## TASK PROMPT
Quote every line below exactly and skip any picture.

## WORKING DATA
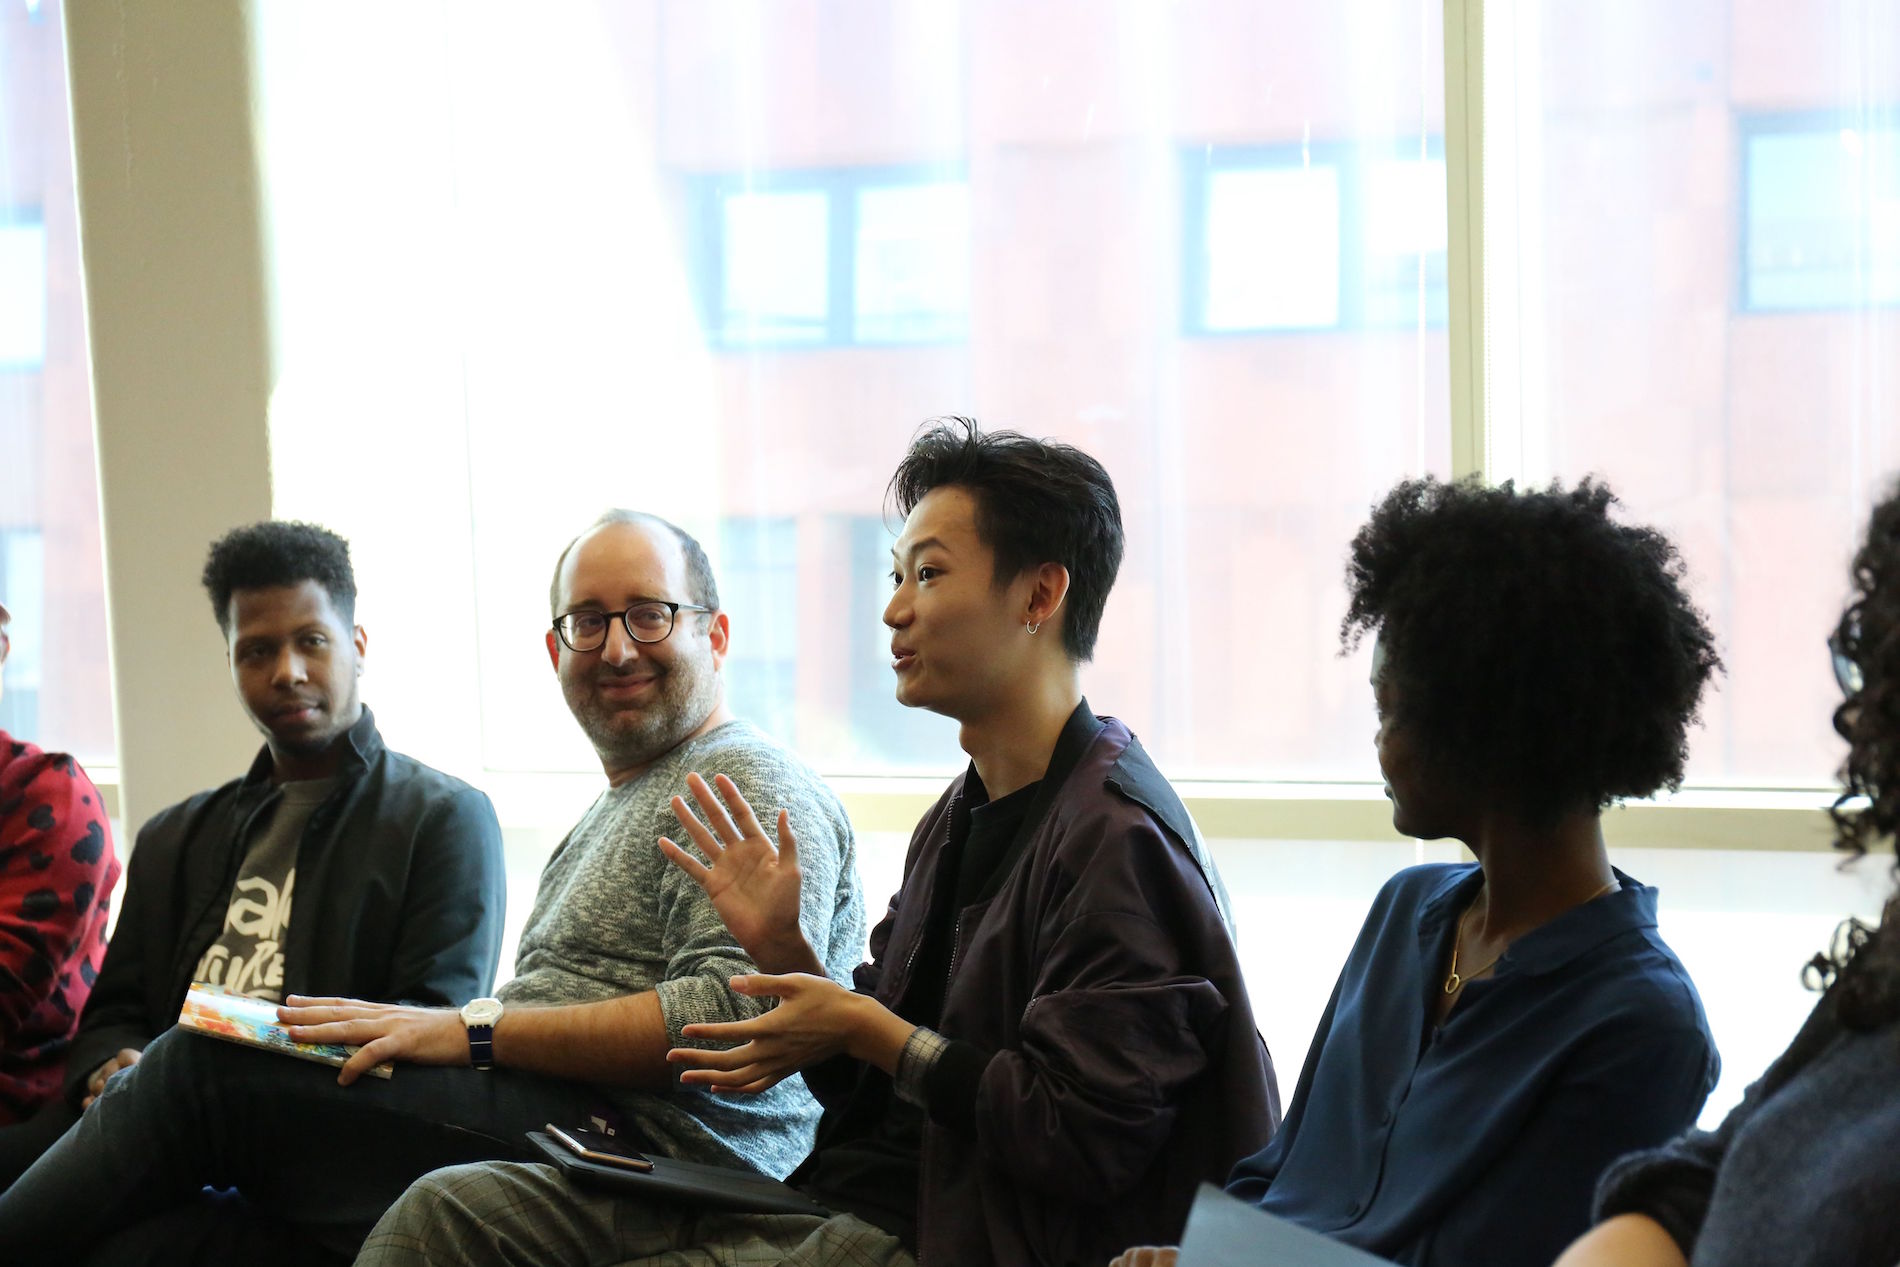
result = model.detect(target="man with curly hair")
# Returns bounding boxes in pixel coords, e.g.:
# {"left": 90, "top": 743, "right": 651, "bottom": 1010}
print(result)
{"left": 1554, "top": 482, "right": 1900, "bottom": 1267}
{"left": 1116, "top": 475, "right": 1721, "bottom": 1267}
{"left": 0, "top": 523, "right": 508, "bottom": 1203}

## RESPONSE BOX
result = model.detect(target="man with curly hair")
# Returns bounding boxes in pixel coords, e.g.:
# {"left": 90, "top": 743, "right": 651, "bottom": 1010}
print(result)
{"left": 1554, "top": 482, "right": 1900, "bottom": 1267}
{"left": 1116, "top": 475, "right": 1721, "bottom": 1267}
{"left": 0, "top": 523, "right": 508, "bottom": 1203}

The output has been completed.